■ Task to complete: An identical copy of the data below is needed.

--- Dataset records ---

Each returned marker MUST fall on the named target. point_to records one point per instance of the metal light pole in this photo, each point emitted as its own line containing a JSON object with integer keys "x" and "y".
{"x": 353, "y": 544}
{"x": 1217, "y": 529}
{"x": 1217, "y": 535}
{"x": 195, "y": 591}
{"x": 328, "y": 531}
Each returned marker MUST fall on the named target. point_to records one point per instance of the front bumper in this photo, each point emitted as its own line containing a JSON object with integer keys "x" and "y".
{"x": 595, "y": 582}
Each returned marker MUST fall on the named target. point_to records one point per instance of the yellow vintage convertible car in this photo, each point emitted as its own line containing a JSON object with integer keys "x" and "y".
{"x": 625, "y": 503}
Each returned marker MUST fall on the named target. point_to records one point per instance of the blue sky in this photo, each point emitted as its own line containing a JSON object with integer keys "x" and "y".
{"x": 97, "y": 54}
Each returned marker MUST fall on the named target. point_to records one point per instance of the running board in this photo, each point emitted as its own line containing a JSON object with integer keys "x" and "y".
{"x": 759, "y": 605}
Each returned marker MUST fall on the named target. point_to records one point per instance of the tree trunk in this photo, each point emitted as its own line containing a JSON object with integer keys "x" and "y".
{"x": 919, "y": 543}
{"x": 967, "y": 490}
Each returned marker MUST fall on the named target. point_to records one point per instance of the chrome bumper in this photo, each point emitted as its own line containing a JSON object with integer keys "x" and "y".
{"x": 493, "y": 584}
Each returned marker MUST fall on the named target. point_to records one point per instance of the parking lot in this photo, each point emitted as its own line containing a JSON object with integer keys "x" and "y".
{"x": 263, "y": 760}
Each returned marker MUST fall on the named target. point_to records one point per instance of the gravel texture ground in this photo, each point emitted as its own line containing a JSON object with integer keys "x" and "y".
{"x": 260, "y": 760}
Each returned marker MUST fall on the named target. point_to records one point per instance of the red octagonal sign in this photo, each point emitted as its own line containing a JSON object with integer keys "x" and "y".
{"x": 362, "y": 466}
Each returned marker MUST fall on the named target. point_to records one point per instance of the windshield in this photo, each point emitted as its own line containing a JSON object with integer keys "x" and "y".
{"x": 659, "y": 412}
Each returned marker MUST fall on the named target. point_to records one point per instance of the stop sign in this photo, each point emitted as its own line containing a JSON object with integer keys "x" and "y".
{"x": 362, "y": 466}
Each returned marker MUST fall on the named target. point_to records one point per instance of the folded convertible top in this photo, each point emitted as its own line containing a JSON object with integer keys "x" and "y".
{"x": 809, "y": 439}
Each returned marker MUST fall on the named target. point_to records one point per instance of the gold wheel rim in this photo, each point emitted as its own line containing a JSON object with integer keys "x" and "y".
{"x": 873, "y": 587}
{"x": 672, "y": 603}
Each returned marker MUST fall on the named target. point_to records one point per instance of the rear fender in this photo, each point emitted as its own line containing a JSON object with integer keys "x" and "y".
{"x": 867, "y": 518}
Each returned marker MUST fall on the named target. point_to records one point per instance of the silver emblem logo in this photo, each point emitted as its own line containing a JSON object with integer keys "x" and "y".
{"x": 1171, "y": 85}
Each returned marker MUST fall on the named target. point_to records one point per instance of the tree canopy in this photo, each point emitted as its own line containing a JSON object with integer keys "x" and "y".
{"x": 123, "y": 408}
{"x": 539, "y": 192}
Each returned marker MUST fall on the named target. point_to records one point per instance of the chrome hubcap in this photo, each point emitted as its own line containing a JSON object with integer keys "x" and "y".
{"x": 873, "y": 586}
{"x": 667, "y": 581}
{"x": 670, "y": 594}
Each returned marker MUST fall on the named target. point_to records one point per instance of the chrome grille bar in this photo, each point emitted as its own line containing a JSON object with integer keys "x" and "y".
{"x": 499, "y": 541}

---

■ Output:
Each returned marker MUST fall on the named target. point_to records one point per instance of the metal light pole in this photo, each point emitted as its own line containing a JSON object with integer keys "x" and "y".
{"x": 353, "y": 544}
{"x": 1217, "y": 529}
{"x": 1217, "y": 535}
{"x": 195, "y": 591}
{"x": 328, "y": 531}
Each returned marker MUST fall on the named target. point_to records one point per instance of the front bumper in this photo, each point emitted as its own line containing a JSON object with integer keys "x" and "y".
{"x": 595, "y": 582}
Each returned marker MUST fall on the named target. point_to records one point per instance of the yellow vintage convertible car in this photo, each point emitted as its own line containing a JSON object with integer keys "x" and "y".
{"x": 625, "y": 503}
Each returned marker MUST fall on the named target. point_to records one point per instance of the blue sky in this photo, each point emitted as its own line containing a JSON object with integer keys "x" and "y".
{"x": 97, "y": 54}
Each returned marker MUST fall on the named target. point_to records one point per instance of the running board in this photo, each point emitted as its own line containing a JSON object with integer keys "x" and "y".
{"x": 759, "y": 605}
Each returned marker MUST fall on the named target. point_to records one point per instance of the tree trunk in this photo, each point emitted as its own line containing a JSON object with integer keys "x" and "y".
{"x": 919, "y": 543}
{"x": 967, "y": 490}
Each returned marker MUST fall on the named target. point_to records one point per instance of the chrome bumper in this photo, each point emitted as its own line containing a JSON object with integer keys "x" and "y".
{"x": 493, "y": 584}
Each returned marker MUST fall on the named target. point_to records one point per instance of the parking lot in this photo, each point emitted as its own line containing a JSON object with integer keys "x" and "y".
{"x": 263, "y": 760}
Each returned marker MUST fall on the named target. point_to records one point per instance of the gravel texture ground in this photo, each point emitted as its own line containing a JSON object with integer keys "x" and "y".
{"x": 260, "y": 760}
Each returned marker MUST fall on the named target. point_to records one point per instance of the red octagonal sign in this photo, each point emitted as its own line containing a JSON object with integer keys "x" and "y".
{"x": 362, "y": 466}
Each returned marker MUST fall on the named target. point_to records one point per instance of the windshield in this photo, each point emitted as its own line containing a JSON object with integer keys "x" and "y".
{"x": 659, "y": 412}
Each returned marker MUST fall on the named target. point_to records one point per instance of the stop sign in this photo, each point emitted as its own line containing a JSON object with integer keys "x" and "y".
{"x": 362, "y": 466}
Each returned marker MUST fall on the named target. point_to records one point per instance of the folded convertible top in this photo, each point emitted as its own line containing a JSON object with integer keys "x" and "y".
{"x": 809, "y": 439}
Each returned marker MUST fall on the named target. point_to records one point per instance of the gold wheel rim in this photo, each point emitted as its own line containing a JSON object with integer keys "x" and "y".
{"x": 873, "y": 587}
{"x": 672, "y": 603}
Each returned marker MUST fall on the named target. point_to records one point per instance of the rear fender in this photo, each point emitted as its own line containing a JSON object with integer keys "x" and "y".
{"x": 867, "y": 518}
Each returned marker MUST fall on the named target. point_to records one point per instance of the silver emblem logo in this photo, each point emitted as its own line containing a JSON object with integer keys "x" and "y".
{"x": 1171, "y": 85}
Each returned marker MUST fall on the named target. point_to records one point per instance of the tree canopy in this photo, each point emitted as its own line containing a JSON object with integer keys "x" and "y".
{"x": 123, "y": 408}
{"x": 539, "y": 192}
Each returned marker MUST fall on the named target. point_to records one point per instance of the chrome hubcap in this photo, each point emitted as its own line containing a JSON object with integer keys "x" and "y".
{"x": 873, "y": 586}
{"x": 667, "y": 581}
{"x": 670, "y": 594}
Each returned marker MUST fall on the named target. point_to records one point per instance of the chrome grille bar in this photo, each point emitted as its own line containing a JSON object with integer keys "x" and "y".
{"x": 499, "y": 541}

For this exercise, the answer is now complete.